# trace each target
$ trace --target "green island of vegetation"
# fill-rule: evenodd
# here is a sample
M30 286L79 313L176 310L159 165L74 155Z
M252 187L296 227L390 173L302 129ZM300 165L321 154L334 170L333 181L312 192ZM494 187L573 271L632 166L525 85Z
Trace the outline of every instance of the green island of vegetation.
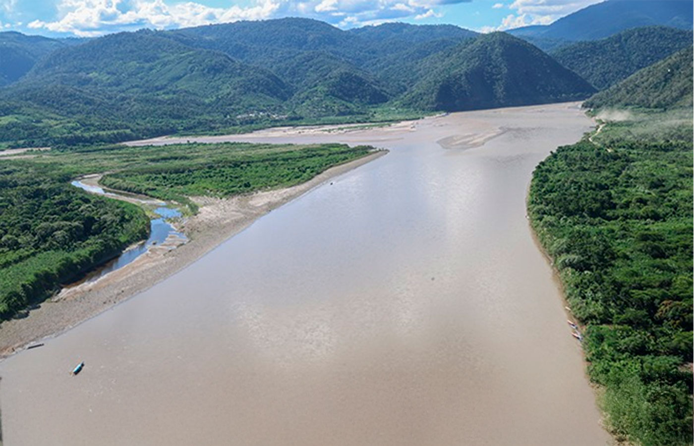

▶ [Problem to work on]
Reproduce every line of the material above without any change, but leave out the picture.

▶ [Final answer]
# trace each target
$ trace --target "green island of vegetation"
# fill-rule: evenodd
# here is a sample
M30 286L79 313L176 310L159 165L74 155Z
M252 187L296 227L390 173L302 129ZM300 165L321 154L334 170L333 181L312 192ZM494 187L573 271L632 166L525 85Z
Trace the outline of every instance of the green island of vegetation.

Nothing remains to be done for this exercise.